*** Opening of Listed records ***
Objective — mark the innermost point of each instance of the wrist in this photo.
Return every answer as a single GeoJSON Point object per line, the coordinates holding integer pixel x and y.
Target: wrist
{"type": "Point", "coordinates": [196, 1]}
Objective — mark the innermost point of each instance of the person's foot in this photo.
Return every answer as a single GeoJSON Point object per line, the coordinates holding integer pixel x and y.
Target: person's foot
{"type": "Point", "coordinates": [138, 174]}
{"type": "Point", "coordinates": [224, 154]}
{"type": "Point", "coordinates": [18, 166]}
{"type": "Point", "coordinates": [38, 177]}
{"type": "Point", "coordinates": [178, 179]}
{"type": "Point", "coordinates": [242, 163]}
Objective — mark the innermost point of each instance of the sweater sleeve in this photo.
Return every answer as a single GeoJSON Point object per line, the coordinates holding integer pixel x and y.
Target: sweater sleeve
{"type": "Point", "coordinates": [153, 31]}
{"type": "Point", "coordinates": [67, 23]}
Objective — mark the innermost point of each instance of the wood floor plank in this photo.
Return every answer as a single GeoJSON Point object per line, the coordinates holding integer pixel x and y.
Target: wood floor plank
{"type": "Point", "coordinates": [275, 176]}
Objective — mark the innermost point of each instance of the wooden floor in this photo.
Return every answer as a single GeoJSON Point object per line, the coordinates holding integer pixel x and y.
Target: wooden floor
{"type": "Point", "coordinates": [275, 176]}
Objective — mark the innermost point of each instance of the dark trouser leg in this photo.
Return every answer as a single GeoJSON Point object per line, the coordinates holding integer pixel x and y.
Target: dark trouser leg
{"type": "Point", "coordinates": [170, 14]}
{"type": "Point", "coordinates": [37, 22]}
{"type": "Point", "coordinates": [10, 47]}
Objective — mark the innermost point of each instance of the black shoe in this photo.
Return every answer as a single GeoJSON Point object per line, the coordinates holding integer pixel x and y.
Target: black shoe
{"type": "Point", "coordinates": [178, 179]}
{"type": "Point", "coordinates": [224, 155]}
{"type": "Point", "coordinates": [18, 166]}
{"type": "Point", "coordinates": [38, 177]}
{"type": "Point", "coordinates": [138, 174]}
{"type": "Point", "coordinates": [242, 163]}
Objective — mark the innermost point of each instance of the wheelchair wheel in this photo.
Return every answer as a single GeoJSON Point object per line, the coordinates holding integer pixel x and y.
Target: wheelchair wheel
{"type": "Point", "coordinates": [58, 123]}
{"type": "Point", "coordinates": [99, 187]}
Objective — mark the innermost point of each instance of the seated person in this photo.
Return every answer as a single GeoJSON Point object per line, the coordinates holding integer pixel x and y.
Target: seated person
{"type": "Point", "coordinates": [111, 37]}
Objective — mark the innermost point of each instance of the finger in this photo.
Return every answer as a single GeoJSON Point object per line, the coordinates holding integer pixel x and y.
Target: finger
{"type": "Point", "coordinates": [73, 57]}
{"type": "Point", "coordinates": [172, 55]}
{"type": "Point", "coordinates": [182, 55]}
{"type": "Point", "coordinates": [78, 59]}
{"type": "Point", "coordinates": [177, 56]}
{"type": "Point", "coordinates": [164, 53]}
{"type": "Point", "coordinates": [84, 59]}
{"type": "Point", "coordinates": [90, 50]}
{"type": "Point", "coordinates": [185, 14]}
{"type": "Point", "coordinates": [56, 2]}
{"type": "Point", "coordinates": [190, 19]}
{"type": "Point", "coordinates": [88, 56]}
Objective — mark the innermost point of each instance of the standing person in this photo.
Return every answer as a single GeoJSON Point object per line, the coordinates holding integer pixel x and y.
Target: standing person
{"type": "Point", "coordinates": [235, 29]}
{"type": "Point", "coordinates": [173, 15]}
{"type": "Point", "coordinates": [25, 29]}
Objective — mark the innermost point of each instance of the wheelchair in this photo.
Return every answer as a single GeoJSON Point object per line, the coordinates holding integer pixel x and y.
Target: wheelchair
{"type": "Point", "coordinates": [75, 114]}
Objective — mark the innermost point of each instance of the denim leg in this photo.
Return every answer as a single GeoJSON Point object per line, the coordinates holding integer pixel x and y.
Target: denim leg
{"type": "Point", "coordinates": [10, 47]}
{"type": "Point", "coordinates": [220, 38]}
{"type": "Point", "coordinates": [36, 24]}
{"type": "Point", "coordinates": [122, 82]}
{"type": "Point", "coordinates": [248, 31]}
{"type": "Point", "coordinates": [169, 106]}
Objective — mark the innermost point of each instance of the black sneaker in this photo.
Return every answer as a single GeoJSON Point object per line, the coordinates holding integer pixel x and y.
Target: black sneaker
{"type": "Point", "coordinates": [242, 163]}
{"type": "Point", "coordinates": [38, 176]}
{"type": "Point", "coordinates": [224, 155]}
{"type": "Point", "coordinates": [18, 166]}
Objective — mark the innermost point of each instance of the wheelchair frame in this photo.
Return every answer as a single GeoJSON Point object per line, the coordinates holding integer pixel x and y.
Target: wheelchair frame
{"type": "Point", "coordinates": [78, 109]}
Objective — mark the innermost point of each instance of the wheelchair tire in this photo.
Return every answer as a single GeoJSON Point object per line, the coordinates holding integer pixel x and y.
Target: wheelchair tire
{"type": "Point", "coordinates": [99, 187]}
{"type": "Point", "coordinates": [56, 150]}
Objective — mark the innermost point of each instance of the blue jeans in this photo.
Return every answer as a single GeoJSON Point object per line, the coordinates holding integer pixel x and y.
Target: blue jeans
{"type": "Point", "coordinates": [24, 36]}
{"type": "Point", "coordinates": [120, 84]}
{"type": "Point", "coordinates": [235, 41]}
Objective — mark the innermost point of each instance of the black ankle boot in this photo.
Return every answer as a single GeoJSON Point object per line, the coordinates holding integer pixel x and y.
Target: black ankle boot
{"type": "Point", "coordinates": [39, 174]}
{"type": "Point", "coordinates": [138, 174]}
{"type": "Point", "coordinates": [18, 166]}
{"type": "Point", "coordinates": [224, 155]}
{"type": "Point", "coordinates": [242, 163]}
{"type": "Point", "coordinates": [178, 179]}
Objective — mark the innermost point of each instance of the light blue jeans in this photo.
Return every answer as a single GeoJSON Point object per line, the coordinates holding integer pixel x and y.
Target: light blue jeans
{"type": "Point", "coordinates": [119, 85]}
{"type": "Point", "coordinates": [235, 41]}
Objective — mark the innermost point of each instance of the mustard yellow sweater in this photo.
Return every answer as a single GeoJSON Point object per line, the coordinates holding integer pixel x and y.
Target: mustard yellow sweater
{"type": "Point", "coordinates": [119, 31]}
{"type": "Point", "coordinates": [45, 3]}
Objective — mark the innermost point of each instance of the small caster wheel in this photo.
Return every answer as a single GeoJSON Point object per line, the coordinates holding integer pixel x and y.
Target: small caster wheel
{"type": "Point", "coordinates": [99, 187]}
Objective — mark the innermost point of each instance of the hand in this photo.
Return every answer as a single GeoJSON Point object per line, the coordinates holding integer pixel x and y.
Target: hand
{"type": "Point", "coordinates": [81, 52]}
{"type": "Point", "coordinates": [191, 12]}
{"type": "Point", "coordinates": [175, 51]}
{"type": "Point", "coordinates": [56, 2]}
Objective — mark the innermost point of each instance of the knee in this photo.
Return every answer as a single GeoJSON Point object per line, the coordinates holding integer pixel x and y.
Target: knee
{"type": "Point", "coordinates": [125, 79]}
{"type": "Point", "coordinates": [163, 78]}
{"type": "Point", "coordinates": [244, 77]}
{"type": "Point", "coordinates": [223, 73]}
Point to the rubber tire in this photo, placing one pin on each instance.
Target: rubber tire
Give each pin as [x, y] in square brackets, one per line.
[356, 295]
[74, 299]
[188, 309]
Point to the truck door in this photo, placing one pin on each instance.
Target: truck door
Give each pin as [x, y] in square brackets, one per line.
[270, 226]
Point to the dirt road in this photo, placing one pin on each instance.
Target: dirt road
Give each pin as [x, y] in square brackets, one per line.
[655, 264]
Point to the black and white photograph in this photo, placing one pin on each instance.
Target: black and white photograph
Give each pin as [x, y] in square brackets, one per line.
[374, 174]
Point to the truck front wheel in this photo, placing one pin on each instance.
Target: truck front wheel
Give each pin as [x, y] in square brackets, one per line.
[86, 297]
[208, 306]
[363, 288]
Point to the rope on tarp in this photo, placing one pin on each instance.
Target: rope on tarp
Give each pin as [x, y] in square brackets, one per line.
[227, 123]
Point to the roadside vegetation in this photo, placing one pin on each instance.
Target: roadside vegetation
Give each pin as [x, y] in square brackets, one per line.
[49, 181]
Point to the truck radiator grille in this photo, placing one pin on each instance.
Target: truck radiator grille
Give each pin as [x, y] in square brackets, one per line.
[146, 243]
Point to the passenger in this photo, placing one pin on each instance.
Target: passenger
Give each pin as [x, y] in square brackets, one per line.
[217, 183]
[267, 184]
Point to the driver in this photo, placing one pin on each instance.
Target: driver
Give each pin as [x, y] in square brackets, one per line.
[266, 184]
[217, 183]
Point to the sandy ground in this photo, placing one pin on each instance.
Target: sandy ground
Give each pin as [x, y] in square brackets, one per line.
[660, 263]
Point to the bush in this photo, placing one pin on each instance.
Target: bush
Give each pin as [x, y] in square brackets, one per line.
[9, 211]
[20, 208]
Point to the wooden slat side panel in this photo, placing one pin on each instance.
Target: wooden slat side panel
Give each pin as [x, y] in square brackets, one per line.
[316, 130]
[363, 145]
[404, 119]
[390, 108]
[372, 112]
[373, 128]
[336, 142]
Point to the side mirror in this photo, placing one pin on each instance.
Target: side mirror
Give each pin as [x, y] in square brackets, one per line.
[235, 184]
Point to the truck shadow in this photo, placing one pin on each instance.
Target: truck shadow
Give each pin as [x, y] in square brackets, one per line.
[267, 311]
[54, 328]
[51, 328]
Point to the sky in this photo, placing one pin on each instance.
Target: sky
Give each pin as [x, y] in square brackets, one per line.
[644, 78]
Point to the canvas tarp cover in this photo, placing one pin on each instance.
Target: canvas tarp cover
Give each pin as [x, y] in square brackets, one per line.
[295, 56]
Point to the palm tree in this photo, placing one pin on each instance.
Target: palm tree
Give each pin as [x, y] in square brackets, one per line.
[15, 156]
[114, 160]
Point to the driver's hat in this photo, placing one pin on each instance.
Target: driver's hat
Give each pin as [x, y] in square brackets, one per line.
*** Close of Listed records ***
Activity.
Please give an exact restatement of only the lines from the beginning of the material above to the line with "sleeve in this photo.", inclusive.

Task answer.
Objective — mark the innermost point of each instance of the wrist in this photo.
Return every answer as a single GeoJSON Point object per line, the coordinates holding integer pixel x and y.
Target: wrist
{"type": "Point", "coordinates": [196, 1]}
Objective — mark the innermost point of each instance of the person's foot in this photo.
Return every answer as a single GeoJSON Point object per line, the coordinates holding integer pixel x and y.
Target: person's foot
{"type": "Point", "coordinates": [138, 174]}
{"type": "Point", "coordinates": [224, 154]}
{"type": "Point", "coordinates": [18, 166]}
{"type": "Point", "coordinates": [38, 177]}
{"type": "Point", "coordinates": [178, 179]}
{"type": "Point", "coordinates": [242, 163]}
Objective — mark the innermost point of each instance of the sweater sleeve in this photo.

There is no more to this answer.